[Begin]

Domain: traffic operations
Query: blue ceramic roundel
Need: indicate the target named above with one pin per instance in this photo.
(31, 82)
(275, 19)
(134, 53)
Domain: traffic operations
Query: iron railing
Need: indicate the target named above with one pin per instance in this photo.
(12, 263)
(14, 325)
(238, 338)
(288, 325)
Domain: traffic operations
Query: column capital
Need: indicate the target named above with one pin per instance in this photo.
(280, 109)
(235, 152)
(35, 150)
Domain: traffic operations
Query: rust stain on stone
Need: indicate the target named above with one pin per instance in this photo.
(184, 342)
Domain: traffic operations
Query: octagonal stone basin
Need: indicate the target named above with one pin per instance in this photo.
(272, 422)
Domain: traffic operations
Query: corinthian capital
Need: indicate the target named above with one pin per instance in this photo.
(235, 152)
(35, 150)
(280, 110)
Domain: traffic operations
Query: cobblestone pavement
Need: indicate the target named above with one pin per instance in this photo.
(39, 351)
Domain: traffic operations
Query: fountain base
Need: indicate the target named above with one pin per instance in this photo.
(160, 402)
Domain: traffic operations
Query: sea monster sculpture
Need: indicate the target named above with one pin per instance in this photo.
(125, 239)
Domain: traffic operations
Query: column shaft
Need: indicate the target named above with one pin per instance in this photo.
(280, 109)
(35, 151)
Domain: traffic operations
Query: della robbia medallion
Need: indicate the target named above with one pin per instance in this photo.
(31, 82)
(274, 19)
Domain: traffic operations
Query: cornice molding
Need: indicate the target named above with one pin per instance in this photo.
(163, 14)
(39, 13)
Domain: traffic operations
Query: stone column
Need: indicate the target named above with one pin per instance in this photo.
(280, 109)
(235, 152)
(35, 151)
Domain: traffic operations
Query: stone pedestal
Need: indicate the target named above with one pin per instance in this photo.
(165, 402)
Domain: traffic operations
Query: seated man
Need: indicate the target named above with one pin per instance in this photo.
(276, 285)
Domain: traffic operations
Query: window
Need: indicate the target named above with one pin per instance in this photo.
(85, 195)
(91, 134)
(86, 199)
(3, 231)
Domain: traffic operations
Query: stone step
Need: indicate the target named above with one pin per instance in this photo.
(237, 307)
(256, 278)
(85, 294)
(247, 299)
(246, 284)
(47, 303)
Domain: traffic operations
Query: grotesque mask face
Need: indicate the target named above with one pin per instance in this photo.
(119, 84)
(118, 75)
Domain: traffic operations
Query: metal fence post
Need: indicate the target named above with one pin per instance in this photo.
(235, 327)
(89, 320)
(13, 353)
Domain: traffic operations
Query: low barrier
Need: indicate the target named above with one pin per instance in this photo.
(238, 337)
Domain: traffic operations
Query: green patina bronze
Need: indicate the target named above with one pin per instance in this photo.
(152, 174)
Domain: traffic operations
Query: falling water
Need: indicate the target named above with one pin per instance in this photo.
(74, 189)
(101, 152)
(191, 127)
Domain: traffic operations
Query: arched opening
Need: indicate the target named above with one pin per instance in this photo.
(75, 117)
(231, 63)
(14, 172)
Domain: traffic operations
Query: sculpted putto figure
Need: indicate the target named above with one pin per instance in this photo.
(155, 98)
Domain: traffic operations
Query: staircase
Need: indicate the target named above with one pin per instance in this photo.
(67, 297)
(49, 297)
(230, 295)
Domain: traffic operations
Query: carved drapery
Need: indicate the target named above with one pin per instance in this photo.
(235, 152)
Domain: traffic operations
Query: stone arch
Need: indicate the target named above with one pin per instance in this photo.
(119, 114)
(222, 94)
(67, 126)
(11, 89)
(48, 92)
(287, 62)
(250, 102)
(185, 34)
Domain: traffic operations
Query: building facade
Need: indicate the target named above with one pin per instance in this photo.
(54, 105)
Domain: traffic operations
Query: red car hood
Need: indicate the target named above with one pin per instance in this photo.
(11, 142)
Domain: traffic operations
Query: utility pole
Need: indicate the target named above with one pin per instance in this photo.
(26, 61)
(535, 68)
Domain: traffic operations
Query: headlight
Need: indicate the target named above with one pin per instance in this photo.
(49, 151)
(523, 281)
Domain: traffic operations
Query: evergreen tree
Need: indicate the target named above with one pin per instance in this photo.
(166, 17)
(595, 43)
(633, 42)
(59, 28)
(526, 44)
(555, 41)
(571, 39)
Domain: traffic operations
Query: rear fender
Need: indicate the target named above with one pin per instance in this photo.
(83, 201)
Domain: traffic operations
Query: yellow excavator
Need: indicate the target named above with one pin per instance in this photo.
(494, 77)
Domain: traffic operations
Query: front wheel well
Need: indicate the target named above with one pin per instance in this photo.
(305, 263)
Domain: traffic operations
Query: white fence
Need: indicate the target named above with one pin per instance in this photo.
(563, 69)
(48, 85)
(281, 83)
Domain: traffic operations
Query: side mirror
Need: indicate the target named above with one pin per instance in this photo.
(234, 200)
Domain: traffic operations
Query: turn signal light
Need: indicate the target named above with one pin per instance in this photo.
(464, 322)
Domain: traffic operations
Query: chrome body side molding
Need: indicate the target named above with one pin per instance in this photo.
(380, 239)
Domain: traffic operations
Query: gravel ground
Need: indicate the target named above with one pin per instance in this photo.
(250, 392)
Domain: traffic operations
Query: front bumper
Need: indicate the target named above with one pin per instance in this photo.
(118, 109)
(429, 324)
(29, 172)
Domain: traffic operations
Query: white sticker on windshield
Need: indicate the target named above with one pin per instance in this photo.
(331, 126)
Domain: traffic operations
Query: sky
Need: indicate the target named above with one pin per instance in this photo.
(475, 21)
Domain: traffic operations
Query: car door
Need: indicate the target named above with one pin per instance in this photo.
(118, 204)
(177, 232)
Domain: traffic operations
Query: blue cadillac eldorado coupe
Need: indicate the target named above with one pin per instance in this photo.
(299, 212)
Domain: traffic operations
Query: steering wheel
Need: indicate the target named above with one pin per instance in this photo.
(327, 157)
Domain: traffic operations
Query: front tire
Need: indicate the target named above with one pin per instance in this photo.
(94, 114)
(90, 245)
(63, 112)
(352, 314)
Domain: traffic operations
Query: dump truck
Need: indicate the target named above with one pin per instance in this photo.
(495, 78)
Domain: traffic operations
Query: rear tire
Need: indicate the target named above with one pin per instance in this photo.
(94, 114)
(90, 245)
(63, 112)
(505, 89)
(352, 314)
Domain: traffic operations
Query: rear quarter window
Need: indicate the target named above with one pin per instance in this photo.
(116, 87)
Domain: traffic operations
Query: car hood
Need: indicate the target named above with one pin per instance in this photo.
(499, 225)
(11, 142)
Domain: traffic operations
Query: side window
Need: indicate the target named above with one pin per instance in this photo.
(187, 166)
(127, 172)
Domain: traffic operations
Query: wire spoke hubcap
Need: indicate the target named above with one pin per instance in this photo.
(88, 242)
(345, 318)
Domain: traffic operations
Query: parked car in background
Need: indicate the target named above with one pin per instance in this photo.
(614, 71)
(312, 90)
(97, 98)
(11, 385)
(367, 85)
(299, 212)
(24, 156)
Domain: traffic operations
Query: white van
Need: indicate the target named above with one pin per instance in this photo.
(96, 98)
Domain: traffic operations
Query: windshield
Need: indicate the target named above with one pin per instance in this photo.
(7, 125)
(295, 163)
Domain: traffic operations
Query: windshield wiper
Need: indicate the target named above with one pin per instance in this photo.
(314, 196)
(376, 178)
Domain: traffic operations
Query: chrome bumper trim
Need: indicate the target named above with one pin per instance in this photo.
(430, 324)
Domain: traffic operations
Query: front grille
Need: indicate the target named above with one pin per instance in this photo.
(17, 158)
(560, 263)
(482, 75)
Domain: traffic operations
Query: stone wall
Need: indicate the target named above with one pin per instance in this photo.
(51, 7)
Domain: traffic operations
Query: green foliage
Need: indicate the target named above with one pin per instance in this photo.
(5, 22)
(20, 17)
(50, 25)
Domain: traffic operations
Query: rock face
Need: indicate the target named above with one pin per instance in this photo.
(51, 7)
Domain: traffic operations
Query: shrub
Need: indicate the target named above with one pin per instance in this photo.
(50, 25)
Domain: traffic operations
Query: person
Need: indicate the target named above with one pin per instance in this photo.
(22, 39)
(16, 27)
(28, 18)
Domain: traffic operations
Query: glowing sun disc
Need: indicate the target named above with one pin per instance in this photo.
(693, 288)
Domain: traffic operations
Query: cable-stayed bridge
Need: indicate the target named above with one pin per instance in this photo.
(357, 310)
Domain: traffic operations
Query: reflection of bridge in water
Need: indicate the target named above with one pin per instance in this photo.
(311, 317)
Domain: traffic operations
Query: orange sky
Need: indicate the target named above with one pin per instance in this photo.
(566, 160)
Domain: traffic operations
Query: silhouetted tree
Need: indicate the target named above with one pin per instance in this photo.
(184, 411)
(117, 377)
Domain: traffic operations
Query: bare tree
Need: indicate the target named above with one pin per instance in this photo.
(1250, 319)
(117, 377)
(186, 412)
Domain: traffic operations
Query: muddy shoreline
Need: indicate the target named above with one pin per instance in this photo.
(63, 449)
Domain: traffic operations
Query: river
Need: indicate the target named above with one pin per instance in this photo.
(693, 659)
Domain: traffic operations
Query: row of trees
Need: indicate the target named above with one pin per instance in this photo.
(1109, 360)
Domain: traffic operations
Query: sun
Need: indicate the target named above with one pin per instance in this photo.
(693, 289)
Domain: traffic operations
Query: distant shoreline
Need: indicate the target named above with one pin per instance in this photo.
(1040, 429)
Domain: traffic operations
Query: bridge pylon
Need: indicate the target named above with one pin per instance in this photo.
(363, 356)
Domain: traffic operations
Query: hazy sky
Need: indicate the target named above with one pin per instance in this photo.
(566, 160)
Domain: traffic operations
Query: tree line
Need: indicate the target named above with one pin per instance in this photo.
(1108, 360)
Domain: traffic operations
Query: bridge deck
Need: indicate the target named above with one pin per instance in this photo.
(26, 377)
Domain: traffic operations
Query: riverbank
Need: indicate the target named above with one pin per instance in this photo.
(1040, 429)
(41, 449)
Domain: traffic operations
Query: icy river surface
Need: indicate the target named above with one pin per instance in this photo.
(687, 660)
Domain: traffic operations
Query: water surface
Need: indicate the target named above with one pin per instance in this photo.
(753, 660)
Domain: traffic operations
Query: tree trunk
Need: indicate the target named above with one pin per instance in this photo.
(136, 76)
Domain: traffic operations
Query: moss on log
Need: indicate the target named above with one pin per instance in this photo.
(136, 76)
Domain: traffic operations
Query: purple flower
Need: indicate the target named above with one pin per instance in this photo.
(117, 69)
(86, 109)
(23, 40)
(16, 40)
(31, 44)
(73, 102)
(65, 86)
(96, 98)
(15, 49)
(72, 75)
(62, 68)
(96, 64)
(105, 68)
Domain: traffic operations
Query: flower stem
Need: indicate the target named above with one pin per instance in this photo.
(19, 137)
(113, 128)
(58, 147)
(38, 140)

[End]

Task objective
Show every line above that contains the word "side", treating uppercase and lowercase letters as distinct.

Full solution
Query: side mirror
Query: chrome body side molding
Query: side window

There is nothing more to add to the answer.